# What to produce
For each line of the data that includes the word "below", copy the line.

--------------------------------

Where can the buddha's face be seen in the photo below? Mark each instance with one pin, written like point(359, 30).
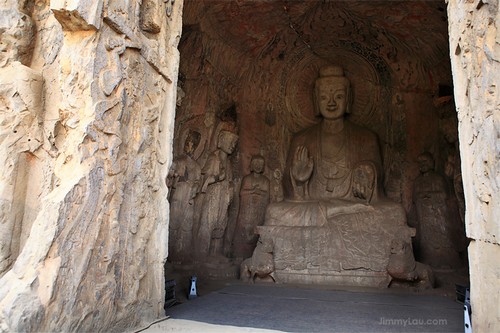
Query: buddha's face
point(257, 165)
point(425, 163)
point(227, 142)
point(332, 100)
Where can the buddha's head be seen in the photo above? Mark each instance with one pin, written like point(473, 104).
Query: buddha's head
point(332, 93)
point(227, 141)
point(257, 164)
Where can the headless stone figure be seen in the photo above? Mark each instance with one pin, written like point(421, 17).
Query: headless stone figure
point(254, 198)
point(184, 181)
point(218, 195)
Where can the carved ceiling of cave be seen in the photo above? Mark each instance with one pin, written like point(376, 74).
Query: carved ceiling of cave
point(255, 27)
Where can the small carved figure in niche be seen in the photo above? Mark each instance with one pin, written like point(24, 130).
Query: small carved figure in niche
point(434, 229)
point(184, 181)
point(254, 198)
point(402, 265)
point(260, 264)
point(218, 195)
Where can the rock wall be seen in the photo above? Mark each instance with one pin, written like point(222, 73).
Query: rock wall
point(475, 56)
point(87, 97)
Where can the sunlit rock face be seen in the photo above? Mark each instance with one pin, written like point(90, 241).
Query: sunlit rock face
point(87, 100)
point(251, 66)
point(474, 52)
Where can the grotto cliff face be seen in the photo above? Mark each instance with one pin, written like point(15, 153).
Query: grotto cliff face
point(475, 55)
point(87, 96)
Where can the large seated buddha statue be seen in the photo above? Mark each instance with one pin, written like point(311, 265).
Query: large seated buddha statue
point(335, 225)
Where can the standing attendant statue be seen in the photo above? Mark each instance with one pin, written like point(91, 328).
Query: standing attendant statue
point(434, 229)
point(184, 182)
point(254, 198)
point(218, 195)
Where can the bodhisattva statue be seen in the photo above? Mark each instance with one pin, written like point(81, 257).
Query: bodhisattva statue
point(435, 230)
point(254, 198)
point(218, 195)
point(335, 225)
point(184, 182)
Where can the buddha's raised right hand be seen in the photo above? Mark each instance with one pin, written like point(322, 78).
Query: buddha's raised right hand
point(302, 165)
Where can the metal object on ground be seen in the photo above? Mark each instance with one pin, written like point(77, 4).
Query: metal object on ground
point(192, 289)
point(467, 312)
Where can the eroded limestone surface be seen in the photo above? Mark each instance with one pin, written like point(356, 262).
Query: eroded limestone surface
point(475, 54)
point(87, 99)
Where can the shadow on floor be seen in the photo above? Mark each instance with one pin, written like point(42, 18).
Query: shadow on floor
point(301, 309)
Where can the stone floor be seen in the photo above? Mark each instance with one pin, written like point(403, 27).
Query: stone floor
point(236, 307)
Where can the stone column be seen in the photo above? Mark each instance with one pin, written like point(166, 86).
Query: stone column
point(92, 257)
point(475, 58)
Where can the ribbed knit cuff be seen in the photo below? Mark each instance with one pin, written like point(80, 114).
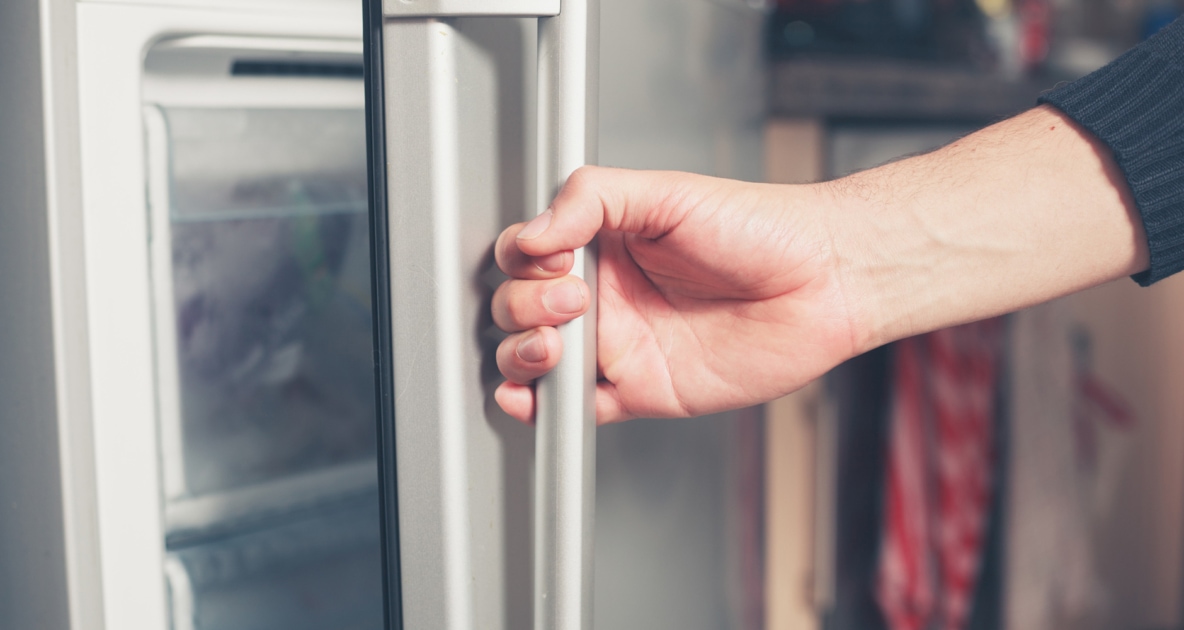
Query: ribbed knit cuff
point(1136, 105)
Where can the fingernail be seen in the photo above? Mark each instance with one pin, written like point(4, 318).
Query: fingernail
point(564, 299)
point(552, 263)
point(532, 349)
point(536, 226)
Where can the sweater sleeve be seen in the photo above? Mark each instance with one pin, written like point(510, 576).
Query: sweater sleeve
point(1136, 105)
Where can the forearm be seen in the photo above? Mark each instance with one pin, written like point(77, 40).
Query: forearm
point(1012, 216)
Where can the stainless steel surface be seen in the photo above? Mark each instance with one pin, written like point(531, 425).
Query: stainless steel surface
point(457, 8)
point(49, 550)
point(565, 439)
point(456, 140)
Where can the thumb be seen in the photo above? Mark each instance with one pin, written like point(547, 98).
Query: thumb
point(635, 201)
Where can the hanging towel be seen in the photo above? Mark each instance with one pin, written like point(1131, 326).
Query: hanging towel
point(940, 470)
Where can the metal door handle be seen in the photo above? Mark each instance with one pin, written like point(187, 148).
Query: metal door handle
point(565, 439)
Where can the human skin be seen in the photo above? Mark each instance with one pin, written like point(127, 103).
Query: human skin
point(718, 294)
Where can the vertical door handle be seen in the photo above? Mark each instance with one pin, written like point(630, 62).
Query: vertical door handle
point(565, 417)
point(422, 111)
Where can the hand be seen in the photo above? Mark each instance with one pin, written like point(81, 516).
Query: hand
point(713, 294)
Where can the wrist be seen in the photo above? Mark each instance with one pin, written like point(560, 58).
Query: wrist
point(1016, 214)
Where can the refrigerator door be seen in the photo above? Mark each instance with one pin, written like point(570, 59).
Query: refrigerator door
point(256, 174)
point(458, 92)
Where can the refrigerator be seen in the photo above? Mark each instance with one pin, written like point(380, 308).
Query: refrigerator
point(207, 422)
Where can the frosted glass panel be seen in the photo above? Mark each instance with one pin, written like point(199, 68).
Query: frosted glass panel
point(270, 269)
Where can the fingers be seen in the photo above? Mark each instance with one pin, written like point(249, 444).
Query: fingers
point(520, 304)
point(518, 264)
point(634, 201)
point(525, 357)
point(518, 400)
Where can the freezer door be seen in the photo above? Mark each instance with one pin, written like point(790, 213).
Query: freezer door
point(477, 113)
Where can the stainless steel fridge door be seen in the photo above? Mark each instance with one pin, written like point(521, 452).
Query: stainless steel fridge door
point(458, 92)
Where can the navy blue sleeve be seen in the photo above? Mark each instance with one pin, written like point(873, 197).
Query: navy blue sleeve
point(1136, 105)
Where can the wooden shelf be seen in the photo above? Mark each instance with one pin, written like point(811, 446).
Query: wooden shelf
point(885, 89)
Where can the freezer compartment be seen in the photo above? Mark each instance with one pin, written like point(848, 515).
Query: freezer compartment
point(265, 256)
point(308, 571)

--------------------------------

# Response
Where can the buddha's face be seen in the photo below? Mark each instance with one pin, written like point(359, 30).
Where can the ribbed knit cuff be seen in the photo below? Mark each instance with one pin, written like point(80, 114).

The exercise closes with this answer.